= Selected excerpt =
##############################
"Trends in marijuana use likewise suggest that the number of youths who use this substance rises as the real price falls, and vice versa. Heroin is uncommon among high school students, but cocaine use leaped from 5.6 percent of high school seniors in 1975 to 13.1 percent in 1985 at the same time that the real price of cocaine fell by approximately 64 percent."
By studying data compiled over the past three decades, NBER Research Associate Michael Grossman determines that, contrary to conventional wisdom, changes in price can explain a good deal about the consumption rates of such addictive substances as tobacco, alcohol, and illegal drugs. In Individual Behaviors and Substance Abuse (NBER Working Paper No. 10948), Grossman finds further that the consumption-price relationship should be useful in formulating taxation, regulation, and legalization policies concerning these substances. His findings are consistent with a growing body of evidence indicating that addictive substances are more sensitive to price than previously believed.
Grossman first looks at trends in the real prices of cigarettes, alcohol, cocaine, heroin, and marijuana (the money price of each substance divided by the Consumer Price Index for all goods) and at corresponding trends in their consumption for the period from 1975 through 2003. Despite vigorous anti-smoking and anti-drunk driving campaigns real cigarette prices fell between 1975 and 1980 and between 1992 and 1997, while real alcoholic beverage fell except for the years 1990-1992. These declines can be attributed in part to stability (in nominal terms) of federal excise tax rates. Since 1997 the real price of cigarettes has risen by 72 percent in response to the settlement of the lawsuits filed by 46 state attorneys general against cigarette makers and because of federal and state tax increases.
##############################
= Record excerpts =
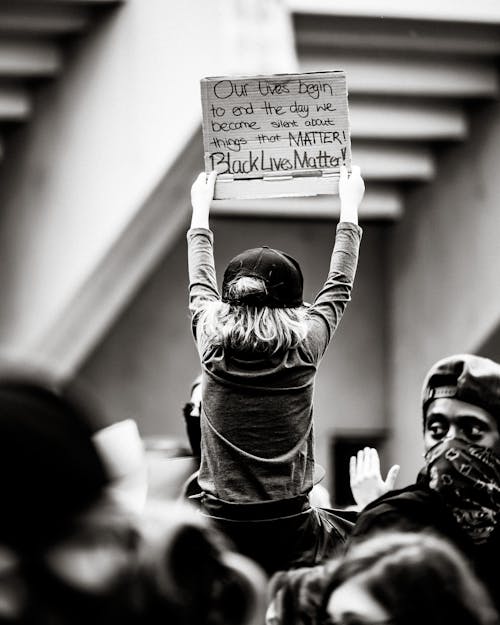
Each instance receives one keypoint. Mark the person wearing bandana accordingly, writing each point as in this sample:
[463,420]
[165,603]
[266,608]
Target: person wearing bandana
[457,492]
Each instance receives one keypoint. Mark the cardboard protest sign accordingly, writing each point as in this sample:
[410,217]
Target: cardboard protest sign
[277,135]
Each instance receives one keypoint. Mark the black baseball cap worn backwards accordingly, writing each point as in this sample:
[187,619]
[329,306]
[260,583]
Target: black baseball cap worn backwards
[280,272]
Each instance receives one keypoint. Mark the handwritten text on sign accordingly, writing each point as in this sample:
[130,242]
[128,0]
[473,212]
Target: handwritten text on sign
[275,125]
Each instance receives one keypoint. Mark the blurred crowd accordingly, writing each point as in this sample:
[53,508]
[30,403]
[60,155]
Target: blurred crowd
[246,534]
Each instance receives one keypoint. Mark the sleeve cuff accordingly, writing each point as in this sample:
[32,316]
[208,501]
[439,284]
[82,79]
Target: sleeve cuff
[192,232]
[348,225]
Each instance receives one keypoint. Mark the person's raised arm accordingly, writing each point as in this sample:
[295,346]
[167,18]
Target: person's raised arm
[329,305]
[202,278]
[202,193]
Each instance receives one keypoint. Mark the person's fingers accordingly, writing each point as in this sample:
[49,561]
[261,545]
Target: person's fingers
[352,468]
[374,462]
[211,182]
[360,463]
[392,476]
[343,174]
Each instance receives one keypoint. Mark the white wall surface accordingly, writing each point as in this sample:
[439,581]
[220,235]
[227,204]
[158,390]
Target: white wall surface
[103,134]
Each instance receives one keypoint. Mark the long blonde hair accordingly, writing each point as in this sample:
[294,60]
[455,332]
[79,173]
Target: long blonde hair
[241,327]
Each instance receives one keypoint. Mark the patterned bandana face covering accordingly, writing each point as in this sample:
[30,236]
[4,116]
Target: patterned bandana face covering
[468,478]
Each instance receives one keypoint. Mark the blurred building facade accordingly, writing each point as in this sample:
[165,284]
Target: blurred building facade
[97,166]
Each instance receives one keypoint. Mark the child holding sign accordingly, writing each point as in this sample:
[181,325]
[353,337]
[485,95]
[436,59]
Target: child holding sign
[259,347]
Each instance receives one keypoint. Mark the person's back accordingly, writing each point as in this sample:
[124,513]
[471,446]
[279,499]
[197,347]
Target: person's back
[259,348]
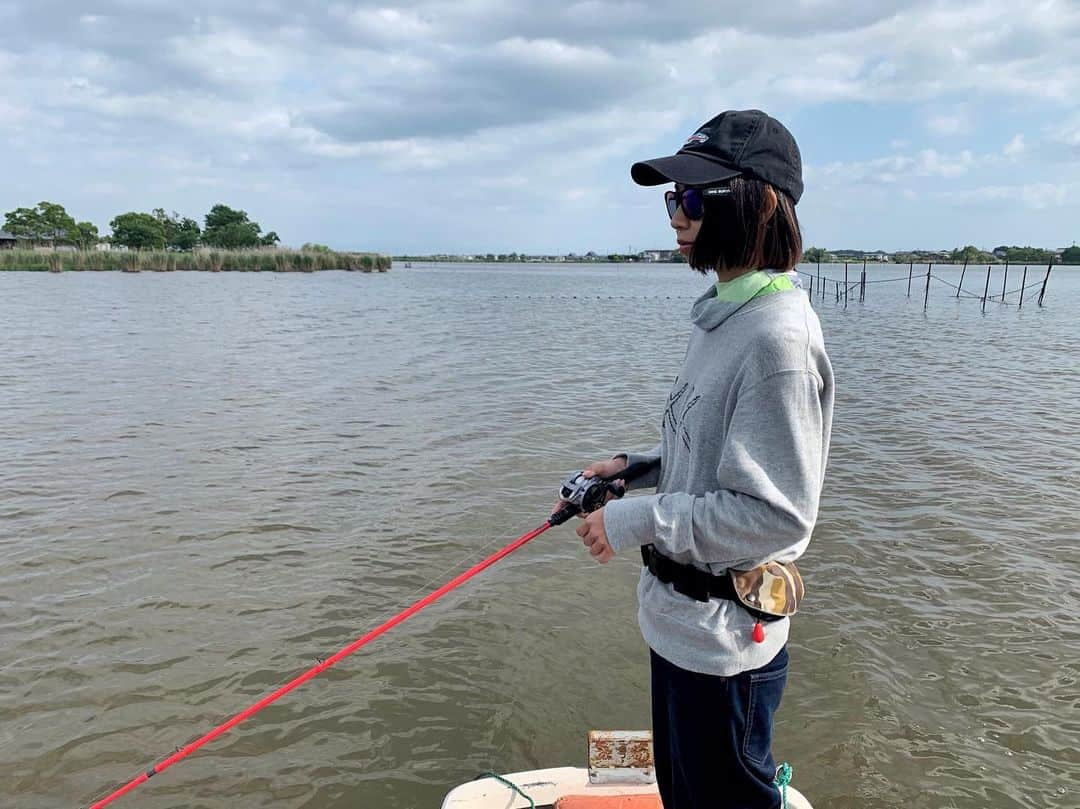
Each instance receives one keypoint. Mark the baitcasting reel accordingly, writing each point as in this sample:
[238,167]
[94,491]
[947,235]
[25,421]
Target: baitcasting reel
[589,494]
[585,495]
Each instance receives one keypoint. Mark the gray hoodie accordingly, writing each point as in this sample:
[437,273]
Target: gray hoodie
[744,441]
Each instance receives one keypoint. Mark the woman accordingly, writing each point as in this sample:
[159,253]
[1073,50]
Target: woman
[744,440]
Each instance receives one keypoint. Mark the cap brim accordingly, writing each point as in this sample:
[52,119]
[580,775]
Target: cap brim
[687,170]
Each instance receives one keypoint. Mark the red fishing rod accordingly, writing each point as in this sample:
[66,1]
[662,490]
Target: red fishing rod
[582,495]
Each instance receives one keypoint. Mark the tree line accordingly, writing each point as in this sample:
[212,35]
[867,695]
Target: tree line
[224,228]
[969,254]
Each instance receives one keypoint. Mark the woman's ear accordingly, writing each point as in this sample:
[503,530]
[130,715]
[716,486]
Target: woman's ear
[768,204]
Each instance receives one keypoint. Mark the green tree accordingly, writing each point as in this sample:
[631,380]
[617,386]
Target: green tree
[85,234]
[48,221]
[1035,255]
[230,229]
[969,254]
[180,232]
[25,223]
[138,231]
[58,225]
[186,234]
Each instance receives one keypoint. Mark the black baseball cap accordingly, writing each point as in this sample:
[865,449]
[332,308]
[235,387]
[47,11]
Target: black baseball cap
[734,144]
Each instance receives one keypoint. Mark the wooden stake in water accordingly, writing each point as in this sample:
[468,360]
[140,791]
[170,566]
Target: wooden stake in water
[1042,293]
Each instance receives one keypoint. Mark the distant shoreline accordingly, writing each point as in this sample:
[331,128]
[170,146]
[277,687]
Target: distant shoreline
[269,259]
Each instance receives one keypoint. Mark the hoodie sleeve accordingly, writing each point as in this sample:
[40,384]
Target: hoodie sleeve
[647,481]
[769,479]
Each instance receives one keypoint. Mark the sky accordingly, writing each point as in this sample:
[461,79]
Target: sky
[486,125]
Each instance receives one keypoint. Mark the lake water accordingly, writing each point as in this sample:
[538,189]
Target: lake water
[210,481]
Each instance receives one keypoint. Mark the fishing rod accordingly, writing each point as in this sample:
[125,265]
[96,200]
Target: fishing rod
[581,496]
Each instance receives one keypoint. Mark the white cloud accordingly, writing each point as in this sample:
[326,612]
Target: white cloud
[1015,147]
[464,93]
[891,170]
[954,123]
[1035,196]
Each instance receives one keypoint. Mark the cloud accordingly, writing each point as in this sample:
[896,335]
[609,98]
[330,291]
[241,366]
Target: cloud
[1015,147]
[320,98]
[954,123]
[1035,196]
[894,169]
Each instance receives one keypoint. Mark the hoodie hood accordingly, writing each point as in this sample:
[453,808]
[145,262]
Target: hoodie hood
[727,297]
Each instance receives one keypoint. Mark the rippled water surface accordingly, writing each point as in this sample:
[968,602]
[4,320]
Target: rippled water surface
[210,481]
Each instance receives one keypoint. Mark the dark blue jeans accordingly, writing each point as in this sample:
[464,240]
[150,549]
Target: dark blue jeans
[713,736]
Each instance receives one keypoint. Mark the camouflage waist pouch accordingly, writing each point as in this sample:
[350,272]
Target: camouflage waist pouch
[772,591]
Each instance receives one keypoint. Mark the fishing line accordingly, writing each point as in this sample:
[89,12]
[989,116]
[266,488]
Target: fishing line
[585,495]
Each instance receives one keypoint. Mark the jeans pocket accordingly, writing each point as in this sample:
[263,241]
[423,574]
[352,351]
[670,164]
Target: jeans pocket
[765,691]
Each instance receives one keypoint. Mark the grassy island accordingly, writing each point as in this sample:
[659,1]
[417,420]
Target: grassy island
[268,259]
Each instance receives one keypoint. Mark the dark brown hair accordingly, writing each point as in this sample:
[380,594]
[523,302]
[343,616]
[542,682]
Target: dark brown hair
[733,234]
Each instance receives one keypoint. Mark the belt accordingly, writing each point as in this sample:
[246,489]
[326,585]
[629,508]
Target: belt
[687,579]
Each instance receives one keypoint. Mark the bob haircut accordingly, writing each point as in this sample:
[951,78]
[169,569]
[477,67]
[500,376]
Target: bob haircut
[734,236]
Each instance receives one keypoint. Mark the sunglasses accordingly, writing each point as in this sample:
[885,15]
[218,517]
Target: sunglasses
[692,200]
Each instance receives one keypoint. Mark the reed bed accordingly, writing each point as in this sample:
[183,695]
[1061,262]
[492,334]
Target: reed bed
[242,260]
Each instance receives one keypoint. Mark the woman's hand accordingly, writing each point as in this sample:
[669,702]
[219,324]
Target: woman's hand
[594,537]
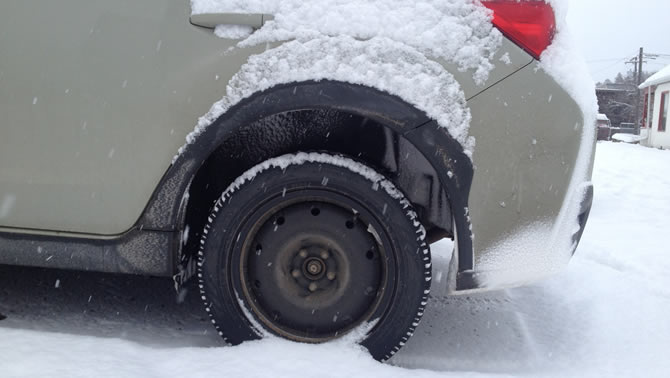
##############################
= Work to complete =
Can you transcribe everything from "By studying data" down to "than previously believed." in the passage on prices and substance use?

= Expected answer =
By studying data compiled over the past three decades, NBER Research Associate Michael Grossman determines that, contrary to conventional wisdom, changes in price can explain a good deal about the consumption rates of such addictive substances as tobacco, alcohol, and illegal drugs. In Individual Behaviors and Substance Abuse (NBER Working Paper No. 10948), Grossman finds further that the consumption-price relationship should be useful in formulating taxation, regulation, and legalization policies concerning these substances. His findings are consistent with a growing body of evidence indicating that addictive substances are more sensitive to price than previously believed.